## Excerpted text
Dependencies

Understanding dependencies

A schema contains collections of tables of related data. Accordingly, entities in one table often derive some of their meaning or context from entities in other tables. A foreign key defines a dependency of entities in one table on entities in another within a schema. In more complex designs, dependencies can even exist between entities in tables from different schemas. Dependencies play a functional role in DataJoint and do not simply label the structure of a pipeline. Dependencies provide entities in one table with access to data in another table and establish certain constraints on entities containing a foreign key.

A DataJoint pipeline, including the dependency relationships established by foreign keys, can be visualized as a graph with nodes and edges. The diagram of such a graph is called the entity relationship diagram or ERD. The nodes of the graph are tables and the edges connecting them are foreign keys. The edges are directed and the overall graph is a directed acyclic graph, a graph with no loops.

For example, the ERD below is the pipeline for multipatching experiments

../_images/mp-erd.png

The graph defines the direction of the workflow. The tables at the top of the flow need to be populated first, followed by those tables one step below and so forth until the last table is populated at the bottom of the pipeline. The top of the pipeline tends to be dominated by lookup tables (gray stars) and manual tables (green squares). The middle has many imported tables (blue triangles), and the bottom has computed tables (red stars).

Defining a dependency

Foreign keys are defined with arrows -> in the table definition, pointing to another table.

A foreign key may be defined as part of the Primary Key.

## Written problem 1
Recast the rows from the one containing "Practice: locate the roof" through the one containing "pixel 54 96" as a Markdown table with the columns Nr and Line. Number each row in Nr, put its text in Line, and skip blank lines.
The DataJoint text on dependencies is unrelated to the rows.

## Data supplied
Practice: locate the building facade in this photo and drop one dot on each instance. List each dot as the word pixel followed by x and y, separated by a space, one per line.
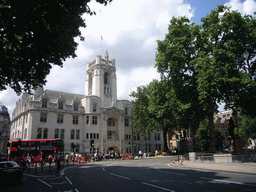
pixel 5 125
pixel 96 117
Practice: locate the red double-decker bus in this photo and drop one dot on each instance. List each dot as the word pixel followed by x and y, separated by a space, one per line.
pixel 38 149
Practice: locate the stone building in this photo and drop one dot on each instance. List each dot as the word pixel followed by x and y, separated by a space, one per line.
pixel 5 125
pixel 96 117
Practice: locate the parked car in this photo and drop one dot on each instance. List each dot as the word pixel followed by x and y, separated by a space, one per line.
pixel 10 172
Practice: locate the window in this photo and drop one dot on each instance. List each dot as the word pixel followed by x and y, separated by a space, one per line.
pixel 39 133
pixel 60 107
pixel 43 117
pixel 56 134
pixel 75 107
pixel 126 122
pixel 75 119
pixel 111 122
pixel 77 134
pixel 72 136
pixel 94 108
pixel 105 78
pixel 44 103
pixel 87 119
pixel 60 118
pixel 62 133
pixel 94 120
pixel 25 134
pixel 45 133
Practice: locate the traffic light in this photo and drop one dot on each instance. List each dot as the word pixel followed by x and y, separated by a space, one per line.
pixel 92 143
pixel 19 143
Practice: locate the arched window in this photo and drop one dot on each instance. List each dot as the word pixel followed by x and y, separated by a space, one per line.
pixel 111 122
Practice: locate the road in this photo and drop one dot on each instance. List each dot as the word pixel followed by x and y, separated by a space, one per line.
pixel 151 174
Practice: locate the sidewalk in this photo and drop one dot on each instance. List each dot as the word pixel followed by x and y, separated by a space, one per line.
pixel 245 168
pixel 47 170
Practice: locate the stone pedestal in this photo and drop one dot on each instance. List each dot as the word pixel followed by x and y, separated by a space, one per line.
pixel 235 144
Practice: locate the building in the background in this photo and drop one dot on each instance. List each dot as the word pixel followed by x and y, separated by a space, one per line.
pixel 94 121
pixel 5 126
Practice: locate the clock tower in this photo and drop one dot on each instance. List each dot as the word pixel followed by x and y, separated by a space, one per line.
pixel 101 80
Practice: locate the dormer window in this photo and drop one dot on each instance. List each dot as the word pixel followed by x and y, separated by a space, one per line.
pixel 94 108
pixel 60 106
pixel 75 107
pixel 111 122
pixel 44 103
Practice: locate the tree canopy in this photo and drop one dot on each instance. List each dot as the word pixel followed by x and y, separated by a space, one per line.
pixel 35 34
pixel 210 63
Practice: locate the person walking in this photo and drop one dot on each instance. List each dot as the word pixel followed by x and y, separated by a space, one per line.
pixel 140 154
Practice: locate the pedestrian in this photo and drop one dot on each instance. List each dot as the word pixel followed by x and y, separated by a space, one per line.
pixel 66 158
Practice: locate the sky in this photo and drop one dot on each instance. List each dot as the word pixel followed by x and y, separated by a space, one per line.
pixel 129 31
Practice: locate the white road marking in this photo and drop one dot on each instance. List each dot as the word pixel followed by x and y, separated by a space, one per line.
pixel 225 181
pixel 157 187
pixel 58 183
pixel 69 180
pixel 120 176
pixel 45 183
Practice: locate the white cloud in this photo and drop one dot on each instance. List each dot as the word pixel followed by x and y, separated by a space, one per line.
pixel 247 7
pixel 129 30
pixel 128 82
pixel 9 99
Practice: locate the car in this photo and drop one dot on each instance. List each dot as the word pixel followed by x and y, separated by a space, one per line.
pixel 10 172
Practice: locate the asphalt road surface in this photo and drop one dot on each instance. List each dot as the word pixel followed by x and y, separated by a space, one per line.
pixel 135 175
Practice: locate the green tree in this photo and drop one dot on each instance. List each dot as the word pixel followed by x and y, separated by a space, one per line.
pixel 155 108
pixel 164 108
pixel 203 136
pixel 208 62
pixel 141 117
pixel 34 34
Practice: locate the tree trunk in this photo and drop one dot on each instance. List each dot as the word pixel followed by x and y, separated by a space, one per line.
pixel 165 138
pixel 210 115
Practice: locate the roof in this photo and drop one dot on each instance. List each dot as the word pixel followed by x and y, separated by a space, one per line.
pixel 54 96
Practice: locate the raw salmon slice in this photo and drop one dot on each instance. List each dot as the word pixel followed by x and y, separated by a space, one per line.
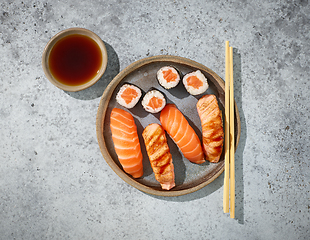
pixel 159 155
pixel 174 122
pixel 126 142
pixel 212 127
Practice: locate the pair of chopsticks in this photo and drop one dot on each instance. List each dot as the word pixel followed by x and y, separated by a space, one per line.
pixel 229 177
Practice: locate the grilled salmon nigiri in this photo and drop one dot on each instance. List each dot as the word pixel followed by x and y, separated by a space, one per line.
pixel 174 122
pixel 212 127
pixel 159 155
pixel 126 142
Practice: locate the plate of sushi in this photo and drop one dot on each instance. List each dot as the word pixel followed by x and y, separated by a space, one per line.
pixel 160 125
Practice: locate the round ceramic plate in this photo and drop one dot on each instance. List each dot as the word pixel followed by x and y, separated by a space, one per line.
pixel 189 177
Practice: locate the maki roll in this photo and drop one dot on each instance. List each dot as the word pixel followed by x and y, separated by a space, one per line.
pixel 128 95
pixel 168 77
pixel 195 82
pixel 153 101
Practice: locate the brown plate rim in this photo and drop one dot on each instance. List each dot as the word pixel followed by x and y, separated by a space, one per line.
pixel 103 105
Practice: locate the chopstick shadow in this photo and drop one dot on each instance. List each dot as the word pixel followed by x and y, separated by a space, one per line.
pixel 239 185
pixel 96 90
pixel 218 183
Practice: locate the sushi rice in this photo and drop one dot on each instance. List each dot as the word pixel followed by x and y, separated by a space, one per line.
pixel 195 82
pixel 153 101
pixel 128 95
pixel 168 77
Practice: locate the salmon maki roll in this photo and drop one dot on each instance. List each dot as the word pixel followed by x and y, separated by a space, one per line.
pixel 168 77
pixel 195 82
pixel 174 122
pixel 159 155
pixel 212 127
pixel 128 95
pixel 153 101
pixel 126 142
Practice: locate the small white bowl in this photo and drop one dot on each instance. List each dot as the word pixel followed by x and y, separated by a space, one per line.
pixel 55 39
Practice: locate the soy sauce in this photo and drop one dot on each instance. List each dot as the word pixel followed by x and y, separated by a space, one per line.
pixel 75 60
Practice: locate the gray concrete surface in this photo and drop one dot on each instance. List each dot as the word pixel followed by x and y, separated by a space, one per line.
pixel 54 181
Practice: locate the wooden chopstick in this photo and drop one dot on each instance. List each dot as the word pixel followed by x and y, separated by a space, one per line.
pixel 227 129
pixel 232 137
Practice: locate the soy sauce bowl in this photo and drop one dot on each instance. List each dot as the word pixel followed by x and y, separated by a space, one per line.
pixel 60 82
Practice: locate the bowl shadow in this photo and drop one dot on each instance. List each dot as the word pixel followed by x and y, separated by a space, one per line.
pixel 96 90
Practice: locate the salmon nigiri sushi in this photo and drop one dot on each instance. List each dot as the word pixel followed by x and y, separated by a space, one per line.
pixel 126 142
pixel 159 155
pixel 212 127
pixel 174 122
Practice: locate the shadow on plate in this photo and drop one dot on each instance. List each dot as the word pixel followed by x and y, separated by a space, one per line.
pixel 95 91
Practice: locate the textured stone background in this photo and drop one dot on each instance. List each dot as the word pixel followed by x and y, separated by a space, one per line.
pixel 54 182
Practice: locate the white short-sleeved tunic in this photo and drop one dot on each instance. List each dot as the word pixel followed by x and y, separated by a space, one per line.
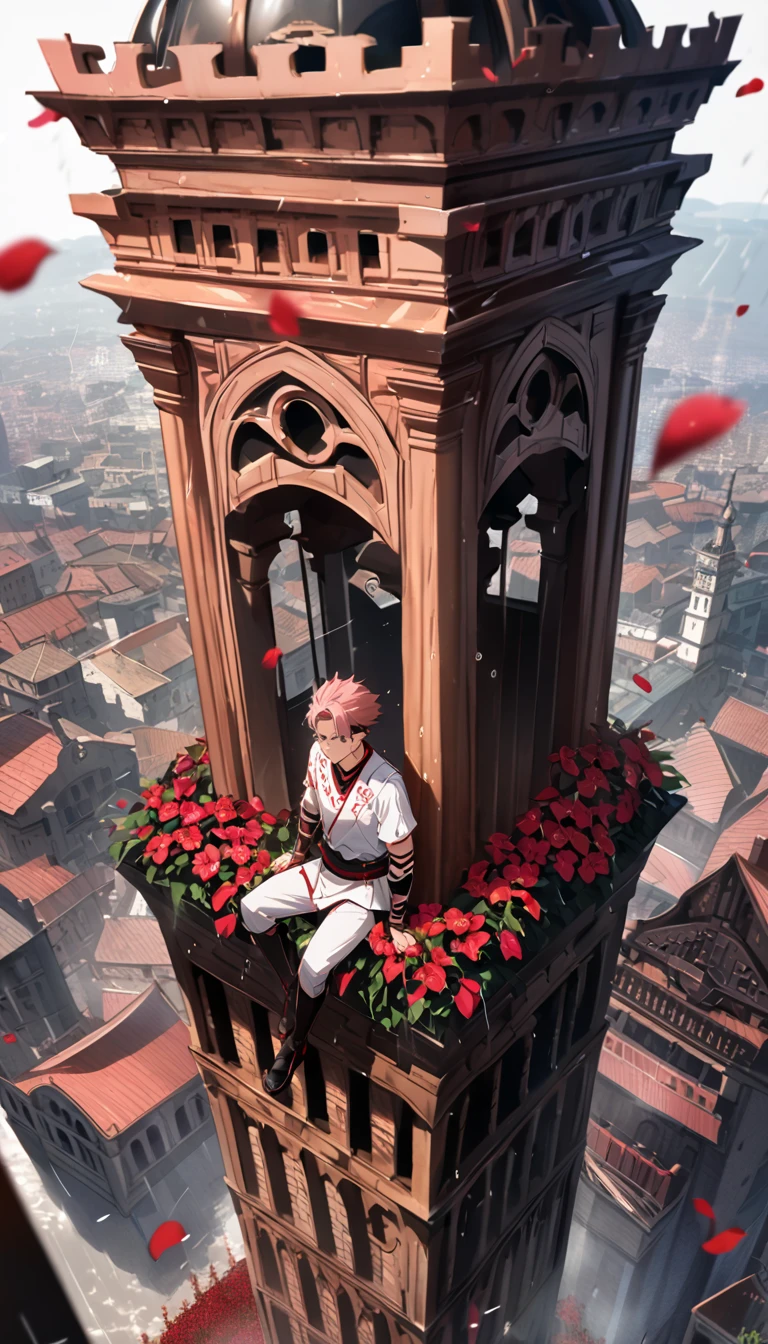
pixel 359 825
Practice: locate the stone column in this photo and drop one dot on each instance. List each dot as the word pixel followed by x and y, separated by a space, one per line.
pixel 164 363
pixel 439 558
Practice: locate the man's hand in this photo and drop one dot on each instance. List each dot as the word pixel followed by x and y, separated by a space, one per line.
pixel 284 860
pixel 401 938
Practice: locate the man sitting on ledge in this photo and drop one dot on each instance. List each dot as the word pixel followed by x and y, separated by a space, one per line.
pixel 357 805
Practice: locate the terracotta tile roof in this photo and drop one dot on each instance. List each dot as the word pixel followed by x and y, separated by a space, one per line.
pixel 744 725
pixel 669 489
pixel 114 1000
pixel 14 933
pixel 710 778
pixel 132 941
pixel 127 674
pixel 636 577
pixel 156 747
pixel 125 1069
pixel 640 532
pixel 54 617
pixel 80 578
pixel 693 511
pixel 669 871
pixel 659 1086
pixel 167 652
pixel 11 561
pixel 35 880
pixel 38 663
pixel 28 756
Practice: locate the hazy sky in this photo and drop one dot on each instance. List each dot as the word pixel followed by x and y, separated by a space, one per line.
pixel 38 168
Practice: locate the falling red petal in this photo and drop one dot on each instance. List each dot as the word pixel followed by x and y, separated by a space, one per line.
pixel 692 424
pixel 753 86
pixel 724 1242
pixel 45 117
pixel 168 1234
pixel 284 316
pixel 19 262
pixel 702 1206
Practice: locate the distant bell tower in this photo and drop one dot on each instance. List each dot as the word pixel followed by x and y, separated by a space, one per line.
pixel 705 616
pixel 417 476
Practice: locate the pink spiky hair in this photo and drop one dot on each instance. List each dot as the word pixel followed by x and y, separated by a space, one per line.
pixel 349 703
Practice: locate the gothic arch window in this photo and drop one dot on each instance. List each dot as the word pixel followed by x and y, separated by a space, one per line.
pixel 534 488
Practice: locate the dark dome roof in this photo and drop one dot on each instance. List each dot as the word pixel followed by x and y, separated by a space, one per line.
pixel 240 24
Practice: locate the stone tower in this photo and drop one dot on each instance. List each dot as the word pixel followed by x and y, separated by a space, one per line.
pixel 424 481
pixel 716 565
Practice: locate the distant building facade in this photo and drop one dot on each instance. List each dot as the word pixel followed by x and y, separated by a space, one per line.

## Written problem 2
In the dependencies text:
(a) What is the diagram of a DataJoint pipeline graph called?
(b) What marks a foreign key in a table definition?
(c) Which shapes and color stand for imported tables?

## Exercise answer 1
| Nr | Line |
|---|---|
| 1 | Practice: locate the roof in this photo and drop one dot on each instance. List each dot as the word pixel followed by x and y, separated by a space, one per line. |
| 2 | pixel 54 96 |

## Exercise answer 2
(a) The entity relationship diagram, or ERD.
(b) Arrows (->) pointing to another table.
(c) Blue triangles.